Conta le righe dei dati qui sotto che contengono la parola "vegetation", rispettando maiuscole e minuscole. Scrivi solo il numero.

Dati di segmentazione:
%%
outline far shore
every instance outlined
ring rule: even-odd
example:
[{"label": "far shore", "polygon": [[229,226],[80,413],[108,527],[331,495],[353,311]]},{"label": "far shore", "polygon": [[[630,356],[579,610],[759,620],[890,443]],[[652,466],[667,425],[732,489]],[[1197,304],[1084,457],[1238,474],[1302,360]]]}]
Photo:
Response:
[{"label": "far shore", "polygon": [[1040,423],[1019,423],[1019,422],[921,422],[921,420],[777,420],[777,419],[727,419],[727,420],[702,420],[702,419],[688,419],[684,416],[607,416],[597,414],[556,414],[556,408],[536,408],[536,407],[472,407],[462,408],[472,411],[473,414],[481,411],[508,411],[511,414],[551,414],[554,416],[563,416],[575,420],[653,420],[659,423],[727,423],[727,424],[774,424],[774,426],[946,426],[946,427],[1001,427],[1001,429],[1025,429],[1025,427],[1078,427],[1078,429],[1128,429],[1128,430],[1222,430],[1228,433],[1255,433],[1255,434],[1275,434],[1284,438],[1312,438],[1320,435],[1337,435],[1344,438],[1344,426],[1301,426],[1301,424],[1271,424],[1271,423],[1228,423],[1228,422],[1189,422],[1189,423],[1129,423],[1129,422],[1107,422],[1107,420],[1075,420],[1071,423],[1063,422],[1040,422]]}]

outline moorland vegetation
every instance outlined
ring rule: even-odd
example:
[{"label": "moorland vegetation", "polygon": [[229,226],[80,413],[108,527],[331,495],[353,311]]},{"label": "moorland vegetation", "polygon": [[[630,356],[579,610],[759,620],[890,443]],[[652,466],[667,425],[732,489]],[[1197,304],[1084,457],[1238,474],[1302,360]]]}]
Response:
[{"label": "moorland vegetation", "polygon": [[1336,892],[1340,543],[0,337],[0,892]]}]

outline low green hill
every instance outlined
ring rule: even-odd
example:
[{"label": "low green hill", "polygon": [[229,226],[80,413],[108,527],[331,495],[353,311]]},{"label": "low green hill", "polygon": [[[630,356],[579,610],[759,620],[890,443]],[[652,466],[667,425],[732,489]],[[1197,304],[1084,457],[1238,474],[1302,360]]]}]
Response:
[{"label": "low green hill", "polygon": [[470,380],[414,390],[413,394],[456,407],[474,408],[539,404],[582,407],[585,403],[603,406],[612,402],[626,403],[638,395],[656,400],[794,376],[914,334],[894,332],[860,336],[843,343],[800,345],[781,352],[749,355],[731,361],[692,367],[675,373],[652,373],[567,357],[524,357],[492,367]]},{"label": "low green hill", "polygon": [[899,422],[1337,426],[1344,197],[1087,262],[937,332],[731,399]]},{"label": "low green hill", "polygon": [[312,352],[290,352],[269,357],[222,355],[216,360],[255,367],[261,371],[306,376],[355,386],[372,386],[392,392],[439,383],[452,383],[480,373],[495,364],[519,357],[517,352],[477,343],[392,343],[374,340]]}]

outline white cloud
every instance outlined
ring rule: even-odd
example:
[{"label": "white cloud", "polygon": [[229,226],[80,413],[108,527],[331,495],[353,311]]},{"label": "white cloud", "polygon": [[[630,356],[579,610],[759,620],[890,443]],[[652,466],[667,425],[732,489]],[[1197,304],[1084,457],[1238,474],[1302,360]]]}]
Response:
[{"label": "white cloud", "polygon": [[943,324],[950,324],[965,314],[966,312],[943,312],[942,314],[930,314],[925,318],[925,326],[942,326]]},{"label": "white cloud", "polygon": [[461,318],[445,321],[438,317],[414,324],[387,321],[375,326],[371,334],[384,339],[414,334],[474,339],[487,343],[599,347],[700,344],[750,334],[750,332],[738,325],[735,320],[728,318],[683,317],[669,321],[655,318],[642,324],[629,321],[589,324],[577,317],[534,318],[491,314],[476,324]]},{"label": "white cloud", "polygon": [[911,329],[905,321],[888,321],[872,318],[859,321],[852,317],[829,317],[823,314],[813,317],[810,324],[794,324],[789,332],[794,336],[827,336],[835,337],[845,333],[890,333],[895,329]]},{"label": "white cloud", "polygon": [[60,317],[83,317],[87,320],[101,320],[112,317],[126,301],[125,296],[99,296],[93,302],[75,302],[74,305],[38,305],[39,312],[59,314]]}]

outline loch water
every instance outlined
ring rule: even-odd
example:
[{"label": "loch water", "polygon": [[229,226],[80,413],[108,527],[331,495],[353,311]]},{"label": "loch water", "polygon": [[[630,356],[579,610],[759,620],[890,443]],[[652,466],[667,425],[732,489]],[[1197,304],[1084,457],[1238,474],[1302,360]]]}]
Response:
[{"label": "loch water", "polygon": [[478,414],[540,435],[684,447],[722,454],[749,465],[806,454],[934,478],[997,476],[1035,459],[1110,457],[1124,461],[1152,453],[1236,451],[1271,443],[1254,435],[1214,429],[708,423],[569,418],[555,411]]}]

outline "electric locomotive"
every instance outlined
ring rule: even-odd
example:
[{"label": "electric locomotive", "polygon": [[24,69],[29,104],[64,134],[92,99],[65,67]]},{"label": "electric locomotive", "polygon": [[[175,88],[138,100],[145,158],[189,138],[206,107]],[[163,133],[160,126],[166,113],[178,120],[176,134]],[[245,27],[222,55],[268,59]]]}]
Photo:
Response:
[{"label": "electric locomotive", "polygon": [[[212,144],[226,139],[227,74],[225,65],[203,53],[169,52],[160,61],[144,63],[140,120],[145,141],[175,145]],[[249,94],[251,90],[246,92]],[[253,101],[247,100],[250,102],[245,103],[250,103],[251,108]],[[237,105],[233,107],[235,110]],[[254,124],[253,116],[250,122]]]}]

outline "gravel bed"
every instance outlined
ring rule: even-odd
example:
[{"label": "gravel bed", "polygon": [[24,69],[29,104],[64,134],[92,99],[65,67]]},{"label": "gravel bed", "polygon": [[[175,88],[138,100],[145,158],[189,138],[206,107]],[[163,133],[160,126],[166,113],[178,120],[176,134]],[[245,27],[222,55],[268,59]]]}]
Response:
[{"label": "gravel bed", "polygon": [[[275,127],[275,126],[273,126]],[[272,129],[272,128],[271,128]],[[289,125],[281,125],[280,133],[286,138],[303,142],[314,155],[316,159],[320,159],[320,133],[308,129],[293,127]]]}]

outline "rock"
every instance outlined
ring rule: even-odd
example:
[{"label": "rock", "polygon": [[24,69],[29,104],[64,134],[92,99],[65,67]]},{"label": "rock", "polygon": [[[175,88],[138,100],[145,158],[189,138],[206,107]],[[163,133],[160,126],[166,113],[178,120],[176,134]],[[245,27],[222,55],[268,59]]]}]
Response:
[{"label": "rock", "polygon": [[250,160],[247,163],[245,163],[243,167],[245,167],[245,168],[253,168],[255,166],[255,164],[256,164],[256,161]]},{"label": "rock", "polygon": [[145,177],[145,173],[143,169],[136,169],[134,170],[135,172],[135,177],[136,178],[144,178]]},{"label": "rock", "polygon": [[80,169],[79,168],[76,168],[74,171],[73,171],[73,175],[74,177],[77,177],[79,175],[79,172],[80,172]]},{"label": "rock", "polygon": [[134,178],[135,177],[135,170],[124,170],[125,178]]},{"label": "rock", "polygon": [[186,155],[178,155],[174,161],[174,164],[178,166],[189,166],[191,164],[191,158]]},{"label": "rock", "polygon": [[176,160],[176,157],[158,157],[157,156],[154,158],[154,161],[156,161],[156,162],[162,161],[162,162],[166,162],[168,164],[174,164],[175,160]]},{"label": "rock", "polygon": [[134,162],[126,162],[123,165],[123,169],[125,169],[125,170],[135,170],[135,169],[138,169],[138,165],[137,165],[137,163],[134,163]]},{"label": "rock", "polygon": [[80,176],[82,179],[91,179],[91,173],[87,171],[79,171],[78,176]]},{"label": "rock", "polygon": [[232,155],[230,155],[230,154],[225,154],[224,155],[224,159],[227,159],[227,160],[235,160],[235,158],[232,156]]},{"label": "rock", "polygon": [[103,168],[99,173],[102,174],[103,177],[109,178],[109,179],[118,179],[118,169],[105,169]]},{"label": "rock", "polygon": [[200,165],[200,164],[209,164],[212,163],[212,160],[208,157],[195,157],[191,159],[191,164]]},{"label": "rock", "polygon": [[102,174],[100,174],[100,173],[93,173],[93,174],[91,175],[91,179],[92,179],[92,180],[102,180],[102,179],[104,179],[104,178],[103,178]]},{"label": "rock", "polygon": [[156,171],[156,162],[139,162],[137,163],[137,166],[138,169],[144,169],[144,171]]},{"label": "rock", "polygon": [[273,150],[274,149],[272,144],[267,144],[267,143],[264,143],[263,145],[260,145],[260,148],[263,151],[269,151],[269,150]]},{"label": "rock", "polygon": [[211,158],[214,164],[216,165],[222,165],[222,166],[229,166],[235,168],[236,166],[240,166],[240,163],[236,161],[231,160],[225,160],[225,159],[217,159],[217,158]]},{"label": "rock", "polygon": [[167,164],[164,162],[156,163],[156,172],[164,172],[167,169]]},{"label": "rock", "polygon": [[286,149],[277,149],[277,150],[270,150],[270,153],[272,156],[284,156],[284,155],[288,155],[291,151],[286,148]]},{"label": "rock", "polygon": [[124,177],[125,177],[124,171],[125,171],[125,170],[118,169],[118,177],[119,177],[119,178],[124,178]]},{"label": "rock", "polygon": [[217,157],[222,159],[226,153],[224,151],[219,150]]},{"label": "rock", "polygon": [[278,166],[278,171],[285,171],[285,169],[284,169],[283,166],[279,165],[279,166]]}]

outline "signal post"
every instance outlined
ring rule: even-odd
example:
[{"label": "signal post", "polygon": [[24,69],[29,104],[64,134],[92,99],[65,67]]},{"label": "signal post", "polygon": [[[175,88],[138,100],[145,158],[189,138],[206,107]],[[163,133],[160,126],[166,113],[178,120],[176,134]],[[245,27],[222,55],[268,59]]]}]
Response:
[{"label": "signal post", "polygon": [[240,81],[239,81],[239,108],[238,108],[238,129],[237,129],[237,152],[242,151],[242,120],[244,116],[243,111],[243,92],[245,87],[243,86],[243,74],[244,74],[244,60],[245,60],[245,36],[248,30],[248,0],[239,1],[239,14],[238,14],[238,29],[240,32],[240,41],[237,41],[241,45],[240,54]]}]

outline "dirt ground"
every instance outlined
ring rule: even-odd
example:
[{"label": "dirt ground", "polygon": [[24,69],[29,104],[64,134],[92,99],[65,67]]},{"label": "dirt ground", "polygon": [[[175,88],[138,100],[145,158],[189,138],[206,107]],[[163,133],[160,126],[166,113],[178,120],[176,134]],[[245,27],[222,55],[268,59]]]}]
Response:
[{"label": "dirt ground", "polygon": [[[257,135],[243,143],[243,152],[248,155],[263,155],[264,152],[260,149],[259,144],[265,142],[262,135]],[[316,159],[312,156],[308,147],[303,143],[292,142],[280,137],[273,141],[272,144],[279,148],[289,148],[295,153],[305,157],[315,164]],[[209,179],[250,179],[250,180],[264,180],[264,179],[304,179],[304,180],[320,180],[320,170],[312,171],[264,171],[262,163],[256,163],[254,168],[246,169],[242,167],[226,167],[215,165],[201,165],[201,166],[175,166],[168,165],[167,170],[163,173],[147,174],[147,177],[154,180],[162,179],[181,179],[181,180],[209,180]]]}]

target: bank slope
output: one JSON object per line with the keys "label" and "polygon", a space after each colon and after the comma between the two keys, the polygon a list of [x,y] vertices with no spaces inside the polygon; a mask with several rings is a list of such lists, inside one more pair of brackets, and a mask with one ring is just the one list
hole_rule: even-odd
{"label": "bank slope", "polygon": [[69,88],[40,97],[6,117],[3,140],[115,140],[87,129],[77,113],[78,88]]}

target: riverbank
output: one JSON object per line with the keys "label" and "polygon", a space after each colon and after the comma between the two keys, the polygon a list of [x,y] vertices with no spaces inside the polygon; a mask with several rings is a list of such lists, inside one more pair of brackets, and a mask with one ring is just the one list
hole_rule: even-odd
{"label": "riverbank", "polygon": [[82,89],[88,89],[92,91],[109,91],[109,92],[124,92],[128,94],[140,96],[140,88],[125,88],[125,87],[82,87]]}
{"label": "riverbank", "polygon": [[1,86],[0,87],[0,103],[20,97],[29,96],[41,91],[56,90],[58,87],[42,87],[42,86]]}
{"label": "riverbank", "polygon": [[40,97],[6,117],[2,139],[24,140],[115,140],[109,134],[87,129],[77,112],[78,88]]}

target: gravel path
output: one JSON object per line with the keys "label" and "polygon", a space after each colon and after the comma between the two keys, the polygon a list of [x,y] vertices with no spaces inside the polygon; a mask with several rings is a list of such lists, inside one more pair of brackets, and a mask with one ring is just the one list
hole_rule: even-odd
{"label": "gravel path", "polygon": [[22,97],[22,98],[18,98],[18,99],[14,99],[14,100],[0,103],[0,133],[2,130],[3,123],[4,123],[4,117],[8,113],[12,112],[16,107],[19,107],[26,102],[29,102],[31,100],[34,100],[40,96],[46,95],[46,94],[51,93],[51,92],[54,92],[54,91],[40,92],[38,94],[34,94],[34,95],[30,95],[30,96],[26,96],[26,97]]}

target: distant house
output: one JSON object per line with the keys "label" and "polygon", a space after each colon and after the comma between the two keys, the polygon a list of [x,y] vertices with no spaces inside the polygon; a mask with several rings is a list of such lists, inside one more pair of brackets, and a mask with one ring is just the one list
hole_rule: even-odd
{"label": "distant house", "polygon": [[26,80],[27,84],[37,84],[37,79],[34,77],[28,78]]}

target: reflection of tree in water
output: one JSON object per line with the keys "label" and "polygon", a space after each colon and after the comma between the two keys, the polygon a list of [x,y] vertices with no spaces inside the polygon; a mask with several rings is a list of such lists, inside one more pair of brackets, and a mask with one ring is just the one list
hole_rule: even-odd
%%
Risultato: 3